Exactly as given, repeat all of the entries.

Start of Records for the task

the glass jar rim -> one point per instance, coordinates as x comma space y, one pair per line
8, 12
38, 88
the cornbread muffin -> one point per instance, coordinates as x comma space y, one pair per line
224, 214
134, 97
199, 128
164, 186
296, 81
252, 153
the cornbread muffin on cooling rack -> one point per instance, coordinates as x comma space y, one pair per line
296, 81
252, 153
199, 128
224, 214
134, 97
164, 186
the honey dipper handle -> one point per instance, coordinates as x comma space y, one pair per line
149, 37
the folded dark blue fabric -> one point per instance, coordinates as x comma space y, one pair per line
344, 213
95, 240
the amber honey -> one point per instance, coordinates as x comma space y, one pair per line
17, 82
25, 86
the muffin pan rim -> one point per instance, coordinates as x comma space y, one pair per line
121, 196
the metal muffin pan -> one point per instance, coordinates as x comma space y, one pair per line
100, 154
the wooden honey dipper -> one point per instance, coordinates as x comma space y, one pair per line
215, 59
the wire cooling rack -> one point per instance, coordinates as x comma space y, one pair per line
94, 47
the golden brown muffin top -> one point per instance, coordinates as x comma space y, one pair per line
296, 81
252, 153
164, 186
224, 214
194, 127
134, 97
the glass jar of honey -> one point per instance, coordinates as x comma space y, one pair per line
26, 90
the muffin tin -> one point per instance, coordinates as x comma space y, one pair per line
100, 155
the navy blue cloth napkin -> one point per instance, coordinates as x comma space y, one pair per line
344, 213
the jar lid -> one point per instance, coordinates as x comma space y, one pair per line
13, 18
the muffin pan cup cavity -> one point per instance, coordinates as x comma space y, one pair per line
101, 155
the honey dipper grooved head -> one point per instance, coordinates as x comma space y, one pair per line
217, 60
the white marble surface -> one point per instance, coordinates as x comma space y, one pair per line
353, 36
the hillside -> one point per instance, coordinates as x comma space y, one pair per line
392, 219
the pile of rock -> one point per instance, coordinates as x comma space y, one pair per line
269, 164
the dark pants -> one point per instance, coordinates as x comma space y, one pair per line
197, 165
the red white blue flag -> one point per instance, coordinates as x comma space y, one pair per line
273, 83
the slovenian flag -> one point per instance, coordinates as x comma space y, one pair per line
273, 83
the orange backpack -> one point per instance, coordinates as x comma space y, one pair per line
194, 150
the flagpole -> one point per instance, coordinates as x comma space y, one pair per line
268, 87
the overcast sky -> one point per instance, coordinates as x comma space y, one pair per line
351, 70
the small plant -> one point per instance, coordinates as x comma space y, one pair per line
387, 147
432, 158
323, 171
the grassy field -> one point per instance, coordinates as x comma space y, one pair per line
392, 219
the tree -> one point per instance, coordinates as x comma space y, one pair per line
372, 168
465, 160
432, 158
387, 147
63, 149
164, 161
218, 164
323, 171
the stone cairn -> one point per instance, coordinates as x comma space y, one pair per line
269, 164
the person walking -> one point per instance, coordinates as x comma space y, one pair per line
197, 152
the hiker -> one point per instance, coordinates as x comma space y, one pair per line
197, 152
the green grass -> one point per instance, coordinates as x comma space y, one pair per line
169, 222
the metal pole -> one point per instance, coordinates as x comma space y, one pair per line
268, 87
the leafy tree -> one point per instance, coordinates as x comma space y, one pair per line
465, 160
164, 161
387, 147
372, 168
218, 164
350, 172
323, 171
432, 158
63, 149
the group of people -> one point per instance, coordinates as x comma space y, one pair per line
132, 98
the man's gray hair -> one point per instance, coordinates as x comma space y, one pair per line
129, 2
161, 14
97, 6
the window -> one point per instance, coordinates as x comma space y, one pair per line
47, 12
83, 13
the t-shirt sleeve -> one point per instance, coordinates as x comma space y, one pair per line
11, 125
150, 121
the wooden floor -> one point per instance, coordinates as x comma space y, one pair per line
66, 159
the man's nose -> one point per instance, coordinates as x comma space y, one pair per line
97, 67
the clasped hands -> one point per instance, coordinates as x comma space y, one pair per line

End of Records for the task

> [Solution to this task]:
the glass jar rim -> one point per instance, coordinates as x comma space y, one pair per line
8, 12
38, 88
the cornbread muffin -> one point per instance, coordinates as x comma space y, one pair per line
224, 214
134, 97
199, 128
164, 186
296, 81
252, 153
the cornbread muffin on cooling rack -> one point per instance, coordinates as x comma space y, one pair per line
296, 81
252, 153
199, 128
224, 214
134, 97
164, 186
the honey dipper handle -> one point per instance, coordinates as x comma space y, one pair per line
149, 37
the folded dark blue fabric -> one point per instance, coordinates as x comma space y, one pair per line
344, 213
95, 240
the amber honey -> one point per instance, coordinates as x comma space y, one pair per line
17, 82
25, 86
the muffin pan rim -> one point per instance, coordinates as x comma space y, one pair per line
121, 196
the metal muffin pan -> one point per instance, coordinates as x comma space y, one pair per line
100, 154
the wooden honey dipper -> one point per instance, coordinates as x comma space y, one pair per line
215, 59
the wire cooling rack -> one point per instance, coordinates as x comma space y, one pair per line
94, 47
the golden brown muffin top -> one point per instance, coordinates as x comma space y, one pair per line
296, 81
252, 153
164, 186
224, 214
194, 127
134, 97
the glass jar of honey -> one point per instance, coordinates as x comma space y, one pair per line
26, 90
the muffin tin -> one point per instance, coordinates as x comma space y, one pair per line
100, 155
the navy blue cloth napkin -> one point per instance, coordinates as x comma space y, one pair per line
344, 213
the jar lid -> one point per instance, coordinates as x comma space y, one pair per line
13, 18
the muffin pan cup cavity -> one point per instance, coordinates as x comma space y, one pair per line
101, 155
the honey dipper grooved head -> one point per instance, coordinates as x comma space y, one pair per line
217, 60
the white marble surface -> one point per instance, coordinates as x comma space y, one pair per line
353, 36
the hillside -> one point per instance, coordinates as x comma space y, one pair per line
392, 219
the pile of rock -> one point per instance, coordinates as x comma space y, one pair per line
269, 164
the dark pants -> one point per instance, coordinates as x comma space y, one pair per line
197, 165
the red white blue flag -> one point per instance, coordinates as x comma space y, one pair per line
273, 83
the slovenian flag -> one point per instance, coordinates as x comma space y, one pair per line
273, 83
the orange backpack -> one point per instance, coordinates as x comma space y, one pair per line
194, 150
the flagpole -> one point per instance, coordinates as x comma space y, one pair per line
268, 87
the overcast sky -> one point per instance, coordinates as x comma space y, one pair per line
351, 70
the small plant -> one point per instance, coordinates as x comma space y, one pair per line
387, 147
432, 158
323, 171
the grassy field -> one point per instance, coordinates as x comma space y, one pair per line
392, 219
the tree -> one point per instance, coordinates as x comma space y, one pair per line
372, 168
465, 160
432, 158
387, 147
63, 149
164, 161
218, 164
323, 171
the stone cairn -> one point per instance, coordinates as x comma space y, one pair per line
269, 164
the person walking -> one point per instance, coordinates as x comma space y, one pair per line
197, 152
the hiker -> one point per instance, coordinates as x comma space y, one pair per line
197, 152
the green grass -> one point per instance, coordinates as x comma space y, one pair per line
169, 222
the metal pole -> one point per instance, coordinates as x comma space y, one pair per line
268, 87
the leafy tree -> one point per instance, coordinates as x comma space y, one pair per line
465, 160
164, 161
387, 147
372, 168
218, 164
350, 172
323, 171
432, 158
63, 149
the group of people -> one point per instance, coordinates as x comma space y, one pair per line
132, 98
the man's gray hair -> one point per instance, coordinates as x comma space y, one pair per line
129, 2
161, 14
97, 6
the window -> one point per instance, coordinates as x comma space y, one pair per line
47, 12
83, 13
the t-shirt sleeve -> one point per instance, coordinates as x comma space y, one pair per line
11, 125
150, 121
the wooden floor -> one point per instance, coordinates as x comma space y, one pair per line
66, 159
the man's nose -> one point per instance, coordinates as x comma space y, one pair per line
97, 67
the clasped hands -> one point per instance, coordinates as x comma space y, one pair per line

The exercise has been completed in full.